Text to read —
(begin)

This boils down to solve $N+1$ quadratic equations for $N+1$ variables.

My $T_{ijk}$ are random and fully symmetric. I tried to do a naive implementation but already for $N=5$ my laptop is giving me a hard time. I was hoping to solve the system for at least $N=250$. How could I improve my solving method to gain some time?

(* Generate my symmetric random tensor T*)
RandomSymmetrizedArray[dims_, sym_, dist_] := 
 Normal@SymmetrizedArray[_ :> RandomVariate[dist], dims, sym]

T[l_] := T[l] = 
  RandomSymmetrizedArray[{l, l, l}, Symmetric[All], 
   NormalDistribution[0, 1/l]]
X[l_] := Table[Subscript[x, i], {i, 1, l}]


l := 3
variables := Join[X[l], {\[Lambda]}]
S = NSolve[T[l].X[l].X[l] == \[Lambda]*X[l] && X[l].X[l] == 1, 
   variables];
S // MatrixForm

I am not interested in the values of $x_i$, only in $\lambda$. I also noticed that for every $\lambda_{sol}$, $-\lambda_{sol}$ will be a solution too.

(end)

What you need to do —
[1] Name every symbol that the code in the forum post defines through an assignment with := or =.
[2] According to the forum post, for what value of N did the poster hope to solve the system at minimum?
[3] Extract from the forum post everything from "This boils down" down to "random tensor T*)".
The listing that comes next plays no part in this work.

Given entries —
(begin)

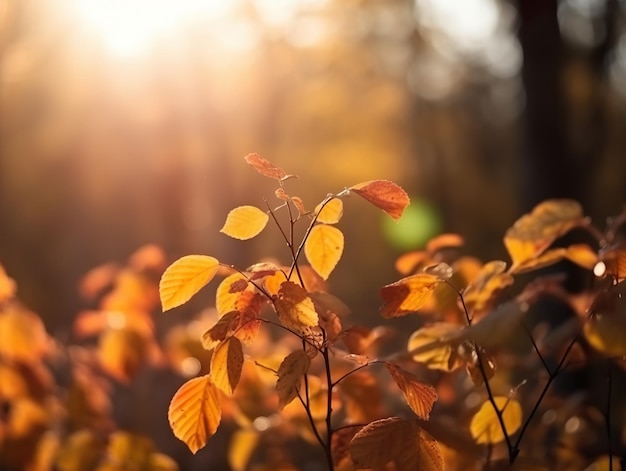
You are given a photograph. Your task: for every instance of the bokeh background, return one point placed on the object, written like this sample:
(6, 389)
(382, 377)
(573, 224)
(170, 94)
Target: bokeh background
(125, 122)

(end)
(begin)

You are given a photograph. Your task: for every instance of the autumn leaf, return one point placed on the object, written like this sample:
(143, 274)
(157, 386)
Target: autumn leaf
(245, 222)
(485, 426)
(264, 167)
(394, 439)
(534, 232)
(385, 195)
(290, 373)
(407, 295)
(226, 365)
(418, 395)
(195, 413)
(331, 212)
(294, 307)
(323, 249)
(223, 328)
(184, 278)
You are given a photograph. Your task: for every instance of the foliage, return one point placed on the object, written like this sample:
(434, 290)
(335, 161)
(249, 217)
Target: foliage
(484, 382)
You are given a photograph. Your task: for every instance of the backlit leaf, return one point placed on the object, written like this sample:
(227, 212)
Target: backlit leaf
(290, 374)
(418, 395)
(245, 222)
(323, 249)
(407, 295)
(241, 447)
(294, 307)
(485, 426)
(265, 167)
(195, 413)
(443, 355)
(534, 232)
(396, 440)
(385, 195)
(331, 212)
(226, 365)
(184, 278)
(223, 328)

(end)

Task-by-task results —
[1] RandomSymmetrizedArray, T, X, l, variables, S

[2] N = 250

[3]
This boils down to solve $N+1$ quadratic equations for $N+1$ variables.

My $T_{ijk}$ are random and fully symmetric. I tried to do a naive implementation but already for $N=5$ my laptop is giving me a hard time. I was hoping to solve the system for at least $N=250$. How could I improve my solving method to gain some time?

(* Generate my symmetric random tensor T*)